Task directions
Could you extend the news report on the UK ban of US shock-jock Michael Savage, picking up right after its final sentence?

Document section

Tories slam 'ludicrous' US shock-jock snub

The home secretary Jacqui Smith yesterday faced an indignant Tory MP, who described her decision to ban US shock-jock Michael Savage from darkening the UK's shores as 'ludicrous'.

Smith recently included Savage on a "name-and-shame" list of 16 undesirables not welcome in this Sceptr'd Isle, which also included a Russian skinhead duo, Hamas MP Yunis Al-Astal, ex-Ku Klux Klan Grand Wizard Stephen 'Don' Black, neo-Nazi Erich Gliebe and Jewish extremist Mike Guzovsky.

Savage responded by threatening to sue, and even petitioned Hillary Clinton to intervene on his behalf.

Michael Fabricant, Conservative MP for Lichfield, asked the home secretary on what grounds she'd banned Savage. She replied it was for "engaging in unacceptable behaviour by seeking to provoke others to serious criminal acts and by fostering hatred that might lead to inter-community violence".

She elaborated: "In his radio broadcasts, Mr Savage has spoken about killing 100 million Muslims, and he has spoken in violent terms about homosexuals. Coming to the UK is a privilege. I refuse to extend that privilege to individuals who abuse our standards and values to undermine our way of life."

Fabricant countered that "the things of which she accuses Mike Savage are also illegal in the United States of America, and he has not faced prosecution there".

He insisted: "Does she realise how ludicrous her ban is and the disrepute into which she has put this country in the eyes of many right-seeing - and, indeed, left-seeing - people in the United States?"

Given information
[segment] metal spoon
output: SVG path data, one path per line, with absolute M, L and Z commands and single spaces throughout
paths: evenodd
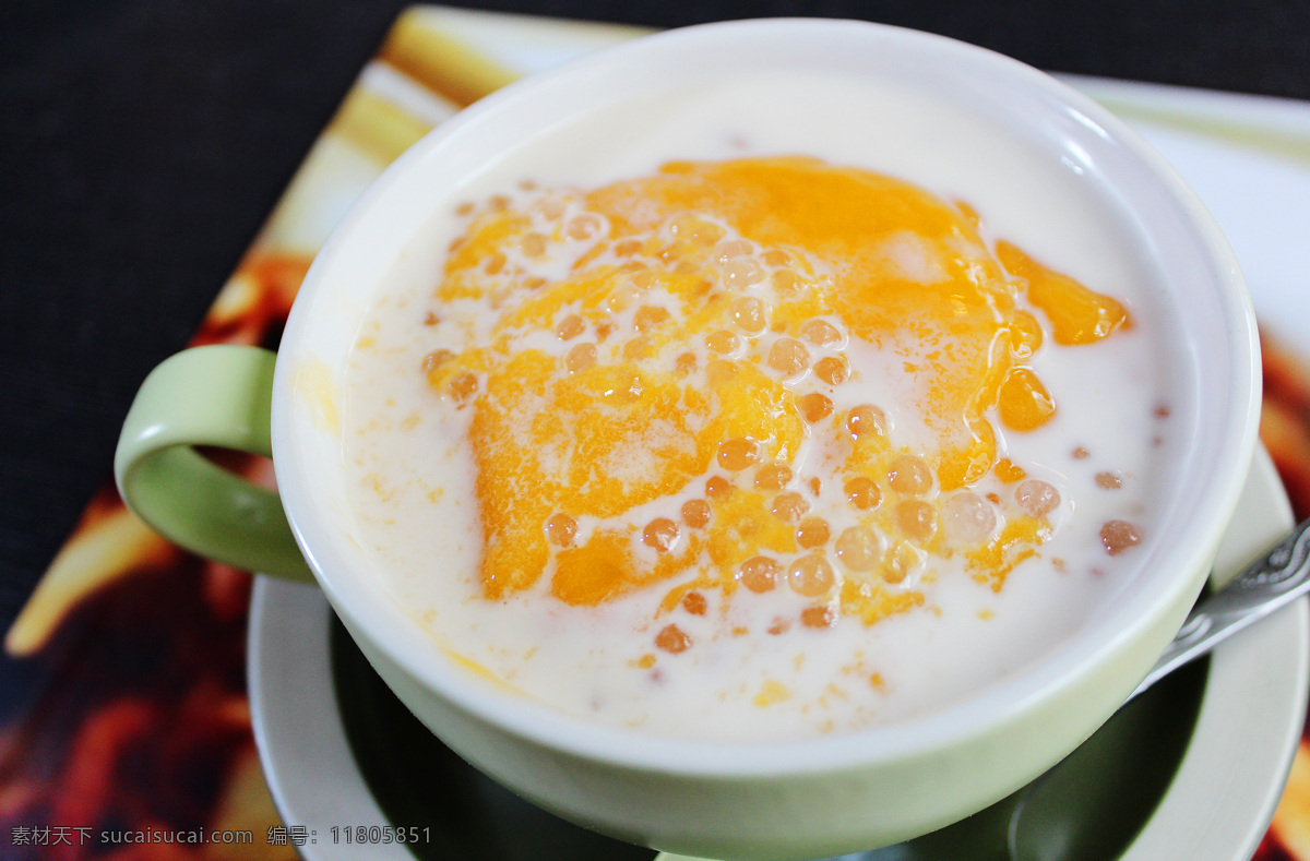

Reply to the task
Crispin Blunt, Conservative MP for Reigate, called the name-and-shame list "a self-evident gimmick and demeaning to Government", which had provoked "a completely avoidable legal action that is producing splendid publicity for Michael Savage".

He demanded: "Does the home secretary think, on reflection, that that was a mistake and the wrong way for the Government to behave?"

Smith replied: "No, I do not."

In the middle of this enlightening debate, Suffolk Tory MP John Gummer addressed a matter rather more pressing than the threat of Hillary Clinton turning up in Westminster and slapping Wacky Jacqui with a big writ - the lamentable decline in politeness at the UK's borders.

Gummer said that while he agreed with the "thrust" of Smith's argument, he noted that were Savage ever to make it to Heathrow he'd be be greeted with "quite the rudest notices in the world" from which someone had "removed 'please' and 'thank you'".

He asked the home sec if she could "make Britain’s welcome to those whom we want a good deal more polite than it is now?"

Smith said her department had "tried to improve the notices at our borders" but that it was "important that when people enter the UK it is clear to them that it is the UK border and that we have certain conditions in place".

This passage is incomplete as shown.